__GIVEN PASSAGE__
++++++

If you chose option 3, upload your shapely file (`.shp`) as well as any files that are related to it (`.proj`, `.shx` and `.dbf` files). Once you uploaded them, select the .shp file using file selector. If you selected existing `.shp` it should be highlighted in orange.

**Note**: `.shp`, `.shx`, `.dbf`, and `.proj` files must be in the same directory.

In [None]:
if choice == 3:
    print("WARNING: The UPLOADED \".shp\" FILE MUST HAVE A SAME EPSG/PROJECTION AS THE ORIGINAL IMAGE.\n"\
      "\t IF YOUR \".shp\" FILE DOES NOT HAVE PROJECTION OR HAVE DIFFERENT PROJECTION FROM ORIGINAL IMAGE,\n"\
      "\t IT MAY CAUSE AN UNEXPECTED RESULTS.")
    
    shpfc = FileChooser('/home/jovyan/notebooks/SAR_Training/English/Master')

++++++

__STATED TASK__
From the shapefile upload instructions, reproduce verbatim the portion starting at "If you chose" and ending at "highlighted in orange.". The lines are not needed for anything here.

__SUPPLIED INFORMATION__
++++++

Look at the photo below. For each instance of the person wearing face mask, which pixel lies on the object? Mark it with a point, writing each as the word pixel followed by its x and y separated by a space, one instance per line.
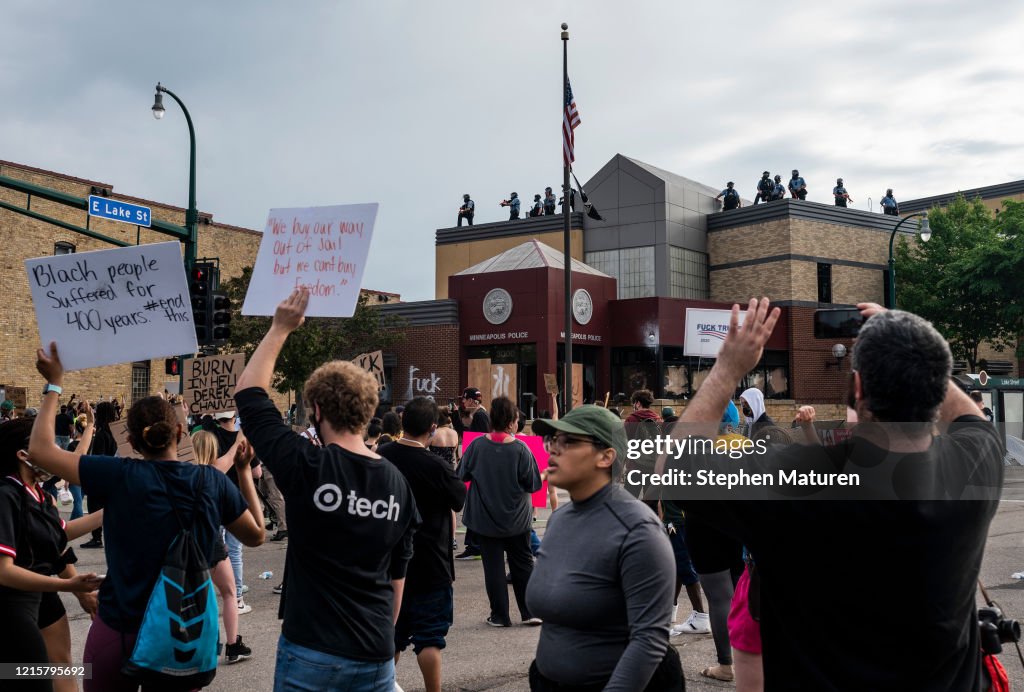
pixel 33 546
pixel 798 187
pixel 754 408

++++++

__TASK SOLUTION__
If you chose option 3, upload your shapely file (`.shp`) as well as any files that are related to it (`.proj`, `.shx` and `.dbf` files). Once you uploaded them, select the .shp file using file selector. If you selected existing `.shp` it should be highlighted in orange.